• [Goal]: Update the entries below by replacing every "Detection Request" with "Detection Query" and leaving everything else unchanged.

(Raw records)
— Start —

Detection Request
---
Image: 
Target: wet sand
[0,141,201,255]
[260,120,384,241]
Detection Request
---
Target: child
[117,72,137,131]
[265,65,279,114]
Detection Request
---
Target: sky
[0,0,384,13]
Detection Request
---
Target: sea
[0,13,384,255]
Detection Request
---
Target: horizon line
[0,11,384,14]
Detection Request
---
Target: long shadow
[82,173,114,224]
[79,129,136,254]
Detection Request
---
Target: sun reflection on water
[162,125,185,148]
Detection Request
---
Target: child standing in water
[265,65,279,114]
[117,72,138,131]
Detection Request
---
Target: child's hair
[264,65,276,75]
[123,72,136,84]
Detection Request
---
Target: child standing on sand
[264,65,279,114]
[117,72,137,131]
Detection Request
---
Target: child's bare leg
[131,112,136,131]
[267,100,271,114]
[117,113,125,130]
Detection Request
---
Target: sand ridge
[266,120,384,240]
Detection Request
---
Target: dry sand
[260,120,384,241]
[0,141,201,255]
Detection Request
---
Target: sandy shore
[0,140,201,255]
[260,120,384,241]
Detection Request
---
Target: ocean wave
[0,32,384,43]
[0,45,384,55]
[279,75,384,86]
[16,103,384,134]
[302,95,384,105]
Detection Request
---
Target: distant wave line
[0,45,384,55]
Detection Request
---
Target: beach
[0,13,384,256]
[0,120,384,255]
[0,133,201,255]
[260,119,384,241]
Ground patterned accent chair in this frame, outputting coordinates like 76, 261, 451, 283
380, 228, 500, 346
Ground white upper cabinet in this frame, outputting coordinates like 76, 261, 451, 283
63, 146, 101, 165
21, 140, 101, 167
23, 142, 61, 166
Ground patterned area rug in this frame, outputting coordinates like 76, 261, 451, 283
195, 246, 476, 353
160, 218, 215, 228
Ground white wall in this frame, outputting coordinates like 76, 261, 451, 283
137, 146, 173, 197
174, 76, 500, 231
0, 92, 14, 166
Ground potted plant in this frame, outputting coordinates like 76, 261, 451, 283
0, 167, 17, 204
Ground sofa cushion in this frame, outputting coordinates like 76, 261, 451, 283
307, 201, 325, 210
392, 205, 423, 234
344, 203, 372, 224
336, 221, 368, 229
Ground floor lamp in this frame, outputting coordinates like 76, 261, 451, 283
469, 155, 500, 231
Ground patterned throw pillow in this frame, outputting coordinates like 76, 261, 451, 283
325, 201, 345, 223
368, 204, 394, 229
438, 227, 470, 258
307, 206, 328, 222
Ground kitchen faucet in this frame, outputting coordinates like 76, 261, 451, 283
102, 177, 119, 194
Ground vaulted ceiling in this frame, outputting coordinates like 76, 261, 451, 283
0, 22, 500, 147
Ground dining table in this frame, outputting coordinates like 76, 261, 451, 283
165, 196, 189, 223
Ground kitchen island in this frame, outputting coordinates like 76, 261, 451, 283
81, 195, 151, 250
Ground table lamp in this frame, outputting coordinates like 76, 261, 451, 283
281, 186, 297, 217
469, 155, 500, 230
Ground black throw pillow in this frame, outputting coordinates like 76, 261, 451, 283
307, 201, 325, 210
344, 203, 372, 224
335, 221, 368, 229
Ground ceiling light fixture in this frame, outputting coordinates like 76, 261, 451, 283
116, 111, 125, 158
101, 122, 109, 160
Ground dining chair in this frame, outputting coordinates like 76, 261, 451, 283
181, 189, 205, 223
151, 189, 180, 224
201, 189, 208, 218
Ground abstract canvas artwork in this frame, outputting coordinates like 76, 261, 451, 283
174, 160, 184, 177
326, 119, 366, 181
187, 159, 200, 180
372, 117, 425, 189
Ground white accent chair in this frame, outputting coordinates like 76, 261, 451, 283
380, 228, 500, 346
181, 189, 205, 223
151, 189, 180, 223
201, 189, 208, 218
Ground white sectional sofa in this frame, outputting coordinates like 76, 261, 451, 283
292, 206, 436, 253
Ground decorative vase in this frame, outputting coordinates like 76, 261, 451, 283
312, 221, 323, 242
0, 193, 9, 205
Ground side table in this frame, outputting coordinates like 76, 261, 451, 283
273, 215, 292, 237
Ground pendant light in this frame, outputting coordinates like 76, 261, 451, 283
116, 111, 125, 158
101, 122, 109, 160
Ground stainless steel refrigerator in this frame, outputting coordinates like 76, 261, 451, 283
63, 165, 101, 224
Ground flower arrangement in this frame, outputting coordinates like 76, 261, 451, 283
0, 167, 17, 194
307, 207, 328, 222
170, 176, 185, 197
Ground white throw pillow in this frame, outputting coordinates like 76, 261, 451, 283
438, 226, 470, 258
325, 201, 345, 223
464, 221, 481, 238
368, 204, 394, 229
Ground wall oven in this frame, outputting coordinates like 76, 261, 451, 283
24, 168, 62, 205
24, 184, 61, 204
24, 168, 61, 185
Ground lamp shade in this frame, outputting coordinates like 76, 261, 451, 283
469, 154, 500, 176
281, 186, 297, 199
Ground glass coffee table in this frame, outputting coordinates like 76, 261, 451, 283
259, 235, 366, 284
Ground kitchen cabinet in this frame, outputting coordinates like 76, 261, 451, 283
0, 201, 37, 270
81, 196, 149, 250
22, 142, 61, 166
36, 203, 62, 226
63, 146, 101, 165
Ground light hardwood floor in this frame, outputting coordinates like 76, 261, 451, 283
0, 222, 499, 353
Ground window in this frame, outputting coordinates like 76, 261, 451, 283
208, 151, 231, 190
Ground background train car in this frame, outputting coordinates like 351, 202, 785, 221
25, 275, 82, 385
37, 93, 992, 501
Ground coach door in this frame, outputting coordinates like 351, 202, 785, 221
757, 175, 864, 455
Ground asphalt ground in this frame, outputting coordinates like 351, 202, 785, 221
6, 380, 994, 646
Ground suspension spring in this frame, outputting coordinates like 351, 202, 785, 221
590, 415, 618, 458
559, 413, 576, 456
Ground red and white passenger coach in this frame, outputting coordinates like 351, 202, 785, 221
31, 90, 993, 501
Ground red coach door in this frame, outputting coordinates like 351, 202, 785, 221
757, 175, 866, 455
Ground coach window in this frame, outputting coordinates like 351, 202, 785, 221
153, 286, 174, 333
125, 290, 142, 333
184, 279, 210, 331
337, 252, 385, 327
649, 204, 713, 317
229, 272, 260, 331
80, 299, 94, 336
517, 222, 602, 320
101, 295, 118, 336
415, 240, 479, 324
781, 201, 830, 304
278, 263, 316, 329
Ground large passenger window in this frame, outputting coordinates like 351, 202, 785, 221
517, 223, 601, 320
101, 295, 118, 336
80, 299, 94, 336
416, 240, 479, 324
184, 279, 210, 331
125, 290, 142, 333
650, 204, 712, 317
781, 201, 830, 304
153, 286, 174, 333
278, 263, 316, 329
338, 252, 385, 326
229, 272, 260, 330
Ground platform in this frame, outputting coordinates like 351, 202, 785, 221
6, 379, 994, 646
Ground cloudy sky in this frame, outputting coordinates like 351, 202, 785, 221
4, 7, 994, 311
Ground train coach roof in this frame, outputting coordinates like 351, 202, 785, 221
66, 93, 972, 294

— End —

• [Task result]:
Detection Query
---
Image: 
Target: wet sand
[0,141,201,255]
[260,120,384,241]
Detection Query
---
Target: child
[117,72,137,131]
[265,65,279,114]
Detection Query
---
Target: sky
[0,0,384,13]
Detection Query
---
Target: sea
[0,13,384,255]
Detection Query
---
Target: horizon line
[0,11,384,14]
Detection Query
---
Target: long shadow
[82,173,114,224]
[79,129,136,254]
Detection Query
---
Target: sun reflection on water
[162,125,185,148]
Detection Query
---
Target: child standing in water
[265,65,279,114]
[117,72,138,131]
Detection Query
---
Target: child's hair
[264,65,276,75]
[123,72,136,84]
Detection Query
---
Target: child standing on sand
[264,65,279,114]
[117,72,137,131]
Detection Query
---
Target: child's bare leg
[131,112,136,131]
[267,100,271,114]
[117,113,125,130]
Detection Query
---
Target: sand ridge
[266,120,384,240]
Detection Query
---
Target: dry sand
[260,120,384,241]
[0,141,201,255]
Detection Query
---
Target: sandy shore
[0,140,201,255]
[260,120,384,241]
Detection Query
---
Target: ocean wave
[0,32,384,43]
[0,45,384,55]
[279,75,384,86]
[16,103,384,134]
[302,95,384,105]
Detection Query
---
Target: distant wave line
[0,45,384,55]
Detection Query
---
Target: beach
[0,13,384,256]
[0,120,384,255]
[0,133,201,255]
[260,119,384,241]
Ground patterned accent chair in this frame, outputting coordinates like 76, 261, 451, 283
380, 228, 500, 346
Ground white upper cabinet in this frame, outputting coordinates like 76, 261, 451, 283
63, 146, 101, 165
21, 140, 101, 167
23, 142, 61, 166
Ground patterned area rug in this frame, outputting coordinates like 76, 261, 451, 283
195, 246, 476, 353
160, 218, 215, 228
Ground white wall in this frame, outputting coordinates like 76, 261, 451, 283
137, 146, 173, 197
174, 76, 500, 231
0, 92, 14, 166
Ground potted plant in this frame, outputting coordinates like 76, 261, 451, 283
0, 167, 17, 204
Ground sofa cushion in this frame, outputting coordinates like 76, 261, 451, 283
307, 201, 325, 210
392, 205, 423, 234
344, 203, 372, 224
336, 221, 368, 229
Ground floor lamp in this frame, outputting coordinates like 76, 261, 451, 283
469, 155, 500, 231
Ground patterned throw pillow in this frame, outputting coordinates like 76, 261, 451, 283
325, 201, 345, 223
368, 204, 394, 229
438, 227, 470, 258
307, 206, 328, 222
Ground kitchen faucet in this frame, outputting coordinates like 76, 261, 451, 283
102, 177, 119, 194
Ground vaulted ceiling in this frame, outputting coordinates like 76, 261, 451, 283
0, 22, 500, 147
Ground dining table in this frame, outputting coordinates like 76, 261, 451, 283
165, 196, 189, 223
Ground kitchen island in this frame, outputting coordinates like 76, 261, 451, 283
81, 195, 151, 250
Ground table lamp in this frame, outputting coordinates like 76, 261, 451, 283
281, 186, 297, 217
469, 155, 500, 230
Ground black throw pillow in this frame, outputting coordinates like 76, 261, 451, 283
307, 201, 325, 210
344, 203, 372, 224
335, 221, 368, 229
Ground ceiling light fixture in this frame, outputting coordinates like 76, 261, 451, 283
116, 111, 125, 158
101, 122, 109, 160
Ground dining chair in this frame, outputting coordinates like 76, 261, 451, 283
181, 189, 205, 223
151, 189, 180, 224
201, 189, 208, 218
Ground abstract canvas artwork in this frame, outputting coordinates like 76, 261, 451, 283
174, 160, 184, 177
326, 119, 366, 181
187, 159, 200, 180
372, 117, 425, 189
Ground white accent chair in this frame, outputting coordinates like 76, 261, 451, 283
380, 228, 500, 346
181, 189, 205, 223
151, 189, 180, 223
201, 189, 208, 218
Ground white sectional sofa in this frame, outputting coordinates like 76, 261, 451, 283
292, 206, 436, 253
Ground decorative vase in this frame, outputting coordinates like 76, 261, 451, 283
312, 221, 323, 242
0, 193, 9, 205
Ground side table in this frame, outputting coordinates like 76, 261, 451, 283
273, 215, 292, 237
Ground pendant light in this frame, outputting coordinates like 76, 261, 451, 283
116, 111, 125, 158
101, 122, 109, 160
Ground stainless steel refrigerator in this frame, outputting coordinates like 76, 261, 451, 283
63, 165, 101, 224
Ground flower arrangement in this frame, outputting coordinates like 76, 261, 451, 283
0, 167, 17, 194
307, 207, 328, 222
170, 176, 185, 197
Ground white throw pillow in this frame, outputting coordinates like 76, 261, 451, 283
438, 226, 470, 258
325, 201, 345, 223
464, 221, 481, 238
368, 204, 394, 229
Ground wall oven in this frame, outputting coordinates like 76, 261, 451, 283
24, 168, 62, 205
24, 184, 61, 204
24, 168, 61, 185
Ground lamp shade in this frame, outputting coordinates like 76, 261, 451, 283
469, 154, 500, 176
281, 186, 297, 199
Ground glass coffee table in this frame, outputting coordinates like 76, 261, 451, 283
259, 235, 366, 284
Ground kitchen cabinet in this frame, outputting coordinates like 76, 261, 451, 283
0, 201, 37, 270
81, 196, 149, 250
22, 142, 61, 166
36, 203, 62, 226
63, 146, 101, 165
Ground light hardwood floor in this frame, outputting coordinates like 76, 261, 451, 283
0, 222, 499, 353
Ground window in this frame, outputting coordinates like 76, 261, 451, 283
208, 151, 231, 190
Ground background train car in this frame, outputting coordinates like 351, 202, 785, 221
25, 275, 82, 385
37, 93, 992, 501
Ground coach door in this frame, outputting coordinates like 351, 202, 785, 221
757, 175, 864, 455
Ground asphalt ground in this frame, outputting coordinates like 351, 202, 785, 221
6, 380, 994, 646
Ground suspension spring in this frame, outputting coordinates like 351, 202, 785, 221
590, 415, 618, 458
559, 413, 576, 456
Ground red and white passenger coach in this frame, outputting coordinates like 351, 202, 785, 221
31, 90, 993, 501
Ground red coach door in this frame, outputting coordinates like 351, 202, 785, 221
757, 175, 866, 455
Ground coach window in this frame, outputting coordinates like 351, 202, 785, 221
153, 286, 174, 333
125, 290, 142, 333
184, 279, 210, 331
337, 252, 385, 327
649, 204, 713, 317
229, 272, 260, 331
80, 299, 94, 336
517, 222, 602, 320
101, 295, 118, 336
415, 240, 479, 324
781, 201, 830, 304
278, 263, 316, 329
Ground large passenger window in this frame, outputting coordinates like 351, 202, 785, 221
517, 223, 601, 320
101, 295, 118, 336
80, 299, 94, 336
416, 240, 479, 324
184, 279, 210, 331
125, 290, 142, 333
650, 204, 712, 317
781, 201, 830, 304
153, 286, 174, 333
278, 263, 316, 329
338, 252, 385, 326
229, 272, 260, 330
Ground platform in this frame, outputting coordinates like 351, 202, 785, 221
6, 379, 994, 646
Ground cloudy sky in this frame, outputting coordinates like 351, 202, 785, 221
4, 7, 994, 311
Ground train coach roof in this frame, outputting coordinates like 351, 202, 785, 221
66, 93, 972, 294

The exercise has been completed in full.